### Work instruction
Transcribe the part of the report on Japan's third-quarter GDP below that falls between "On a quarterly" and "third quarter GDP.", inclusive.

Japan's third quarter GDP was revised with a deeper-than-expected contraction due to slumps in private consumption and public investment.
On Wednesday (08/December), the Japanese Cabinet office released Japan's Final GDP data for the third quarter which fell 3.6 percent on an annual basis. This figure is lower than the initial GDP release which was only -3.0 percent. In fact, the Japanese economy grew 1.5 percent in the second quarter.
On a quarterly basis (Quarter-over-Quarter), Japan's GDP fell 0.9 percent, worse than forecasts for a 0.8 percent decline. The Japanese economy is contracting deeper and deeper due to the decline in private consumption. So far, this sector has contributed more than half of Japan's GDP.
Private spending shrank 1.3 percent in the third quarter due to COVID-19 restrictions imposed by the Japanese government in September. Meanwhile, public investment also slumped 2.0 percent, worse than the 1.5 percent drop in the initial estimate. Capital spending decreased by 2.3 percent, and the export sector, which has been Japan's mainstay, failed to make a significant contribution to the final third quarter GDP.
For information, Japan's export sector has been hit quite hard in the midst of various obstacles such as global supply chain bottlenecks to the scarcity of semi-conductor products. This has made Japan's automotive and engine exports plummet in recent months.
Market Prefers Wait and See
In general, the release of Japan's GDP Final data has been anticipated by the market so that it will not have a high impact on the movement of the Yen. At the time of writing, the USD/JPY pair is trading at around 113.53, not far from the daily Open area.
The movement of USD/JPY today is relatively calm and reflects the wait and see attitude of market participants ahead of the release of US inflation data. The inflation figure is expected to provide further clues regarding the outlook for the Fed's monetary policy, particularly regarding faster-than-expected interest rate hikes.

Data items

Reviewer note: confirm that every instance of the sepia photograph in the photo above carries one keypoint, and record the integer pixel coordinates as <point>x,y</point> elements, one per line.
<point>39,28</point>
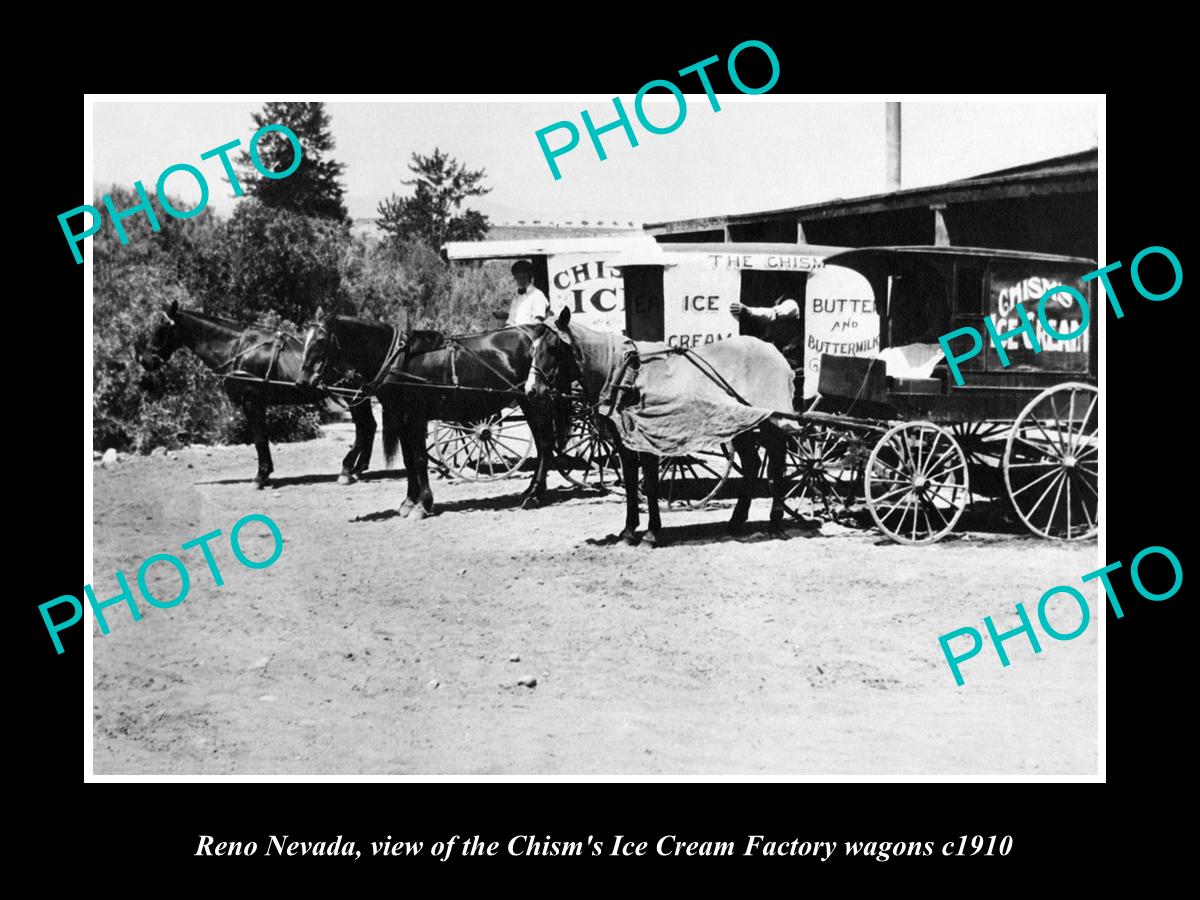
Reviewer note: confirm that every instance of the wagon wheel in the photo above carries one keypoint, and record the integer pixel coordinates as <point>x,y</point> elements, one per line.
<point>917,483</point>
<point>983,442</point>
<point>588,457</point>
<point>1051,462</point>
<point>821,469</point>
<point>694,480</point>
<point>486,449</point>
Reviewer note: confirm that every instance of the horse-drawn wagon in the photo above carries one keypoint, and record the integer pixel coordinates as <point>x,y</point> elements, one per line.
<point>576,273</point>
<point>881,418</point>
<point>1026,433</point>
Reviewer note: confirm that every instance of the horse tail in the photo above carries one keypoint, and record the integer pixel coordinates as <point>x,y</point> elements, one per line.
<point>393,426</point>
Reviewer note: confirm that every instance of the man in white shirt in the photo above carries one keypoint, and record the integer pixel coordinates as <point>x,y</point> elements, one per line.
<point>529,306</point>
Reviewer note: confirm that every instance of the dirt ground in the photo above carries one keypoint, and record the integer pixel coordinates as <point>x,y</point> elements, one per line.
<point>381,646</point>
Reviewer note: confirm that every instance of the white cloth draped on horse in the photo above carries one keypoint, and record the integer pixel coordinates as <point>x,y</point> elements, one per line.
<point>688,401</point>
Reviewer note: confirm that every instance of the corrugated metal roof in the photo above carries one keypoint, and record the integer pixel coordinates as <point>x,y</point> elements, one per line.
<point>1075,172</point>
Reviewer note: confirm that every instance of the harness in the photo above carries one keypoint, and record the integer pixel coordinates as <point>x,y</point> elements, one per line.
<point>389,373</point>
<point>277,342</point>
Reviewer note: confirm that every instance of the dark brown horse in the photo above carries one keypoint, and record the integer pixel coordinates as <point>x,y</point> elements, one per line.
<point>430,377</point>
<point>599,359</point>
<point>267,364</point>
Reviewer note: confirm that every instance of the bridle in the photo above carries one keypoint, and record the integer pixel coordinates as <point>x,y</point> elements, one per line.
<point>567,339</point>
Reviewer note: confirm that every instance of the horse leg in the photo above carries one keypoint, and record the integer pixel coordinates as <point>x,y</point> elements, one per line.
<point>777,448</point>
<point>748,455</point>
<point>654,526</point>
<point>544,443</point>
<point>256,417</point>
<point>629,471</point>
<point>417,432</point>
<point>414,485</point>
<point>359,457</point>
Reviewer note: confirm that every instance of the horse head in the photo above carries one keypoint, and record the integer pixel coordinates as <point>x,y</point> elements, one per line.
<point>319,347</point>
<point>553,364</point>
<point>165,340</point>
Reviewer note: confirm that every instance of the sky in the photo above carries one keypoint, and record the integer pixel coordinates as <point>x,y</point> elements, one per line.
<point>756,153</point>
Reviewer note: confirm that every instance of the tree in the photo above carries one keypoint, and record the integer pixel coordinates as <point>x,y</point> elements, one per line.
<point>315,187</point>
<point>432,214</point>
<point>276,261</point>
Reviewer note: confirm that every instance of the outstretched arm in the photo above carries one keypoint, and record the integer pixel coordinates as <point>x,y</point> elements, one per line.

### Exercise solution
On a quarterly basis (Quarter-over-Quarter), Japan's GDP fell 0.9 percent, worse than forecasts for a 0.8 percent decline. The Japanese economy is contracting deeper and deeper due to the decline in private consumption. So far, this sector has contributed more than half of Japan's GDP.
Private spending shrank 1.3 percent in the third quarter due to COVID-19 restrictions imposed by the Japanese government in September. Meanwhile, public investment also slumped 2.0 percent, worse than the 1.5 percent drop in the initial estimate. Capital spending decreased by 2.3 percent, and the export sector, which has been Japan's mainstay, failed to make a significant contribution to the final third quarter GDP.